### Written problem
Please find every line in the entries below that contains the string "brick" and copy each of those lines.

### Dataset
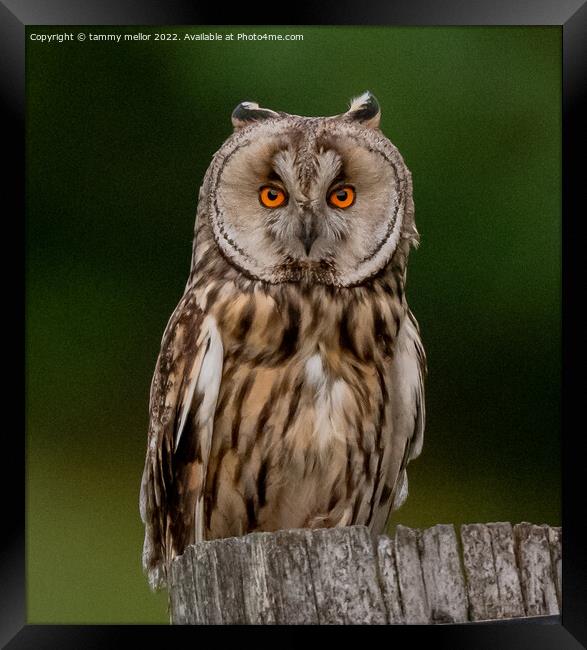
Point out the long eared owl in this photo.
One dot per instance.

* * *

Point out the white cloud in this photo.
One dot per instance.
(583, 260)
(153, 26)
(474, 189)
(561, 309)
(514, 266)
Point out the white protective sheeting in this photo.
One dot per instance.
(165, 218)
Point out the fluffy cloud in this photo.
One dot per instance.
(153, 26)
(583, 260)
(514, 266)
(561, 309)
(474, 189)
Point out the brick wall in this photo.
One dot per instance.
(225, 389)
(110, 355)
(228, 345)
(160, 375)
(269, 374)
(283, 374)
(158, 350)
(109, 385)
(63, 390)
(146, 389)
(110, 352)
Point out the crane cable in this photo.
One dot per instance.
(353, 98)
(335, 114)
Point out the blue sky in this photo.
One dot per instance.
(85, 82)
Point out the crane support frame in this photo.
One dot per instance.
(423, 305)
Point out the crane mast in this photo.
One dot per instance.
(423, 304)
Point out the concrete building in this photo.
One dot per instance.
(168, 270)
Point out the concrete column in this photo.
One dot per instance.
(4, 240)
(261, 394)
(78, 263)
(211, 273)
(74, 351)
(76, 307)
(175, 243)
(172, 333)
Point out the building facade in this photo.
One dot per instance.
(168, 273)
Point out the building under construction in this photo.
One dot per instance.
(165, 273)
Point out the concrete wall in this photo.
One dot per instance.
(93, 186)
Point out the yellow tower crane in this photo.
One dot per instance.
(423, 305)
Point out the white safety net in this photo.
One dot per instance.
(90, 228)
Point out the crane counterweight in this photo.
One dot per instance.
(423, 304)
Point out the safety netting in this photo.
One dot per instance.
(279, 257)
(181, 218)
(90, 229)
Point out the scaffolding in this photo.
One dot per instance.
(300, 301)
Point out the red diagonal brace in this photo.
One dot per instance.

...

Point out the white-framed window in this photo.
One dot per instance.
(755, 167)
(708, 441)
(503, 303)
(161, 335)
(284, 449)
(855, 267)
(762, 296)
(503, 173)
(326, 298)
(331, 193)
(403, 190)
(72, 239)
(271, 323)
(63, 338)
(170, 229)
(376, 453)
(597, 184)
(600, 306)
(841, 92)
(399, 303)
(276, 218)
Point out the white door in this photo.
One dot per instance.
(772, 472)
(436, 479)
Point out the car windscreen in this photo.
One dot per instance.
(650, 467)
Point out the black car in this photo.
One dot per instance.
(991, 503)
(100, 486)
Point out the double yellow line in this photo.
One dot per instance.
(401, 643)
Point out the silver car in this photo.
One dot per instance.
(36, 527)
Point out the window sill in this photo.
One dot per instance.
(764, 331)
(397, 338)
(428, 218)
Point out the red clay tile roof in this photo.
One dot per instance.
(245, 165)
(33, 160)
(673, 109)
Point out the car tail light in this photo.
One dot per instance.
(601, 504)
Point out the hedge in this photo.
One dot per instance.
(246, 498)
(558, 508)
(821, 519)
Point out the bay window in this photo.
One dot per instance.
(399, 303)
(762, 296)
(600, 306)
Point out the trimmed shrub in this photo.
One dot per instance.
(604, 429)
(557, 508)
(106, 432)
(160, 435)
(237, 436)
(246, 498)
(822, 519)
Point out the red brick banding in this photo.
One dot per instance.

### The response
Point out the brick wall in this photo.
Point out the red brick banding in this photo.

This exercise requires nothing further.